### EXPLORE THE MATERIAL
1 > Rewrite the paragraph of the McMahon case summary that begins "The defendant filed a motion to suppress evidence" as a short bulleted list that keeps its main facts.
2 > According to the McMahon case summary, why did the two officers stop the defendant?
3 > Extend the McMahon case summary, picking up after its final sentence.

### EXCERPTED TEXT
The Pennsylvania Supreme Court has decided the case of Commonwealth v. McMahon, holding that the police legally searched the defendant’s car despite not obtaining a search warrant because they entered the car only to obtain contraband which was in plain view. The plain view exception allows the police to conduct a warrantless search where an object of an incriminating nature is viewed by a police officer from a lawful vantage point. The Superior Court therefore affirmed the trial court’s decision to deny the defendant’s motion to suppress incriminating evidence that had been obtained from his car.

Commonwealth v. McMahon

The defendant was stopped by two officers on patrol. The two officers conducted a traffic stop because they knew the defendant did not have a valid driver’s license from prior encounters. One of the officers, Sergeant Harrison Maddox, testified that he smelled marijuana and observed two burnt cigarettes containing marijuana in the cupholder of the car. The officers then detained and searched the defendant, finding one and a half pills that were later determined to be Oxycodone. Sergeant Maddox then searched the defendant’s vehicle and found three bags of marijuana.

The defendant filed a motion to suppress evidence. In this case, he sought to suppress the marijuana cigarettes, bags of marijuana, and Oxycodone pills. During the suppression hearing, the trial court granted the motion to suppress the bags of marijuana recovered but denied suppression of the marijuana cigarettes and Oxycodone pills. The defendant was found guilty of possessing a controlled substance and possessing marijuana after a stipulated non-jury trial.

The defendant then filed a motion for reconsideration, arguing that the trial court erred in denying his motion to suppress evidence under the plain view doctrine because the officers did not have the right of access to items inside the vehicle, and there was also no exigency to justify the seizure. The court denied that motion, and the defendant appealed.

### SOURCE MATERIAL
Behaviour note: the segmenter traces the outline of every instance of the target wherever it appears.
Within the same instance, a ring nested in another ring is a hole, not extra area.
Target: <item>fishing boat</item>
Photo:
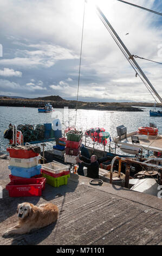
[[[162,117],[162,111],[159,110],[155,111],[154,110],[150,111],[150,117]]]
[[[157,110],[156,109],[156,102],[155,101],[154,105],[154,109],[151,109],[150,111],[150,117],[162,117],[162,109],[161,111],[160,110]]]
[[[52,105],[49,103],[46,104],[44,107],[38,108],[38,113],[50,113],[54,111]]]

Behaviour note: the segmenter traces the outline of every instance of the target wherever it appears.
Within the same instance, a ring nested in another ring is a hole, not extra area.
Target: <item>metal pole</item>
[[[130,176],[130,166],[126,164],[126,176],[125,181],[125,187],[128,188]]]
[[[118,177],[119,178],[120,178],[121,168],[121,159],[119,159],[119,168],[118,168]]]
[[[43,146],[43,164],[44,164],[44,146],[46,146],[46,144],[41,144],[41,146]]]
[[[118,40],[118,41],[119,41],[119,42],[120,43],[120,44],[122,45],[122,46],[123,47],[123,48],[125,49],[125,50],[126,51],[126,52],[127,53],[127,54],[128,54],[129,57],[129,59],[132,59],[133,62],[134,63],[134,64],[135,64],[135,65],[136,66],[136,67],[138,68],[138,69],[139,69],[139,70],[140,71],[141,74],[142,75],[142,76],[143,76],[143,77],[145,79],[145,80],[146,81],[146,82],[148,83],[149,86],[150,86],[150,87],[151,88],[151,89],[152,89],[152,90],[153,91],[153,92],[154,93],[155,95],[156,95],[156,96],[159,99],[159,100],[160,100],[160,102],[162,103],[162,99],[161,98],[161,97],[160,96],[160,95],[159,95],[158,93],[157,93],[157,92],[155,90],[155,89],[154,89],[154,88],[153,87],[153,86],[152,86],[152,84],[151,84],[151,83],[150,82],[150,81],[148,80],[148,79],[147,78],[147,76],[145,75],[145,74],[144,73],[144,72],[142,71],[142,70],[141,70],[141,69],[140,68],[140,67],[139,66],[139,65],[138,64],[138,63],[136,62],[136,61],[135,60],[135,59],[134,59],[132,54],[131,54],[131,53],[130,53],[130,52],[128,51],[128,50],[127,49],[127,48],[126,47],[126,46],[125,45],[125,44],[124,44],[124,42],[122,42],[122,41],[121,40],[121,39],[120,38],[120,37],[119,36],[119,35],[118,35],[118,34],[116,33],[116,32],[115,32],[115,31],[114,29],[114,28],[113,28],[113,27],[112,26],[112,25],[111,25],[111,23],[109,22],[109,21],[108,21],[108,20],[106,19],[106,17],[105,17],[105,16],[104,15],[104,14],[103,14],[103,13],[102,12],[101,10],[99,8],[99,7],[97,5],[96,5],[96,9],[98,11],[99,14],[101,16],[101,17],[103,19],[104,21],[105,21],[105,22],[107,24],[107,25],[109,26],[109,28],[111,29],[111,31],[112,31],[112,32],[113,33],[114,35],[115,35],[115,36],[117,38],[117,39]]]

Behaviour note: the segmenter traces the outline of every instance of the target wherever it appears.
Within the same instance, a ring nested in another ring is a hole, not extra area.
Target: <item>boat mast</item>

### TASK RESULTS
1 >
- The defendant moved to suppress the marijuana cigarettes, the bags of marijuana, and the Oxycodone pills.
- At the suppression hearing, the trial court suppressed the bags of marijuana but not the marijuana cigarettes or the Oxycodone pills.
- After a stipulated non-jury trial, he was found guilty of possessing a controlled substance and possessing marijuana.

2 > From earlier encounters, they knew he did not have a valid driver's license.

3 >
The Pennsylvania Superior Court’s Decision

The Superior Court reviewed the relevant law and precedent regarding the plain view exception and denied the appeal. First, the Court noted that the Fourth Amendment provides that individuals cannot be subjected to unreasonable searches and seizures. A warrant for probable cause is required before an officer may search for or seize evidence. Article I, Section 8 of the Pennsylvania Constitution provides additional protections for individuals, providing that probable cause and exigent circumstances must exist in order to justify a warrantless search of a vehicle. There are, however, exceptions that may justify a warrantless search. Some examples include the consent exception, the plain view exception, the inventory search exception, the automobile exception, the stop and frisk exception, and the search incident to arrest exception.

Here, the Superior Court found that the plain view exception applies to a search of a vehicle where the police enter the car to obtain contraband which they can see from outside of the car. In order for the plain view exception to apply: 1) the officer must see the evidence from a lawful vantage point, 2) the object must be of an obviously incriminating nature, and 3) the officer must have a lawful right of access to the object.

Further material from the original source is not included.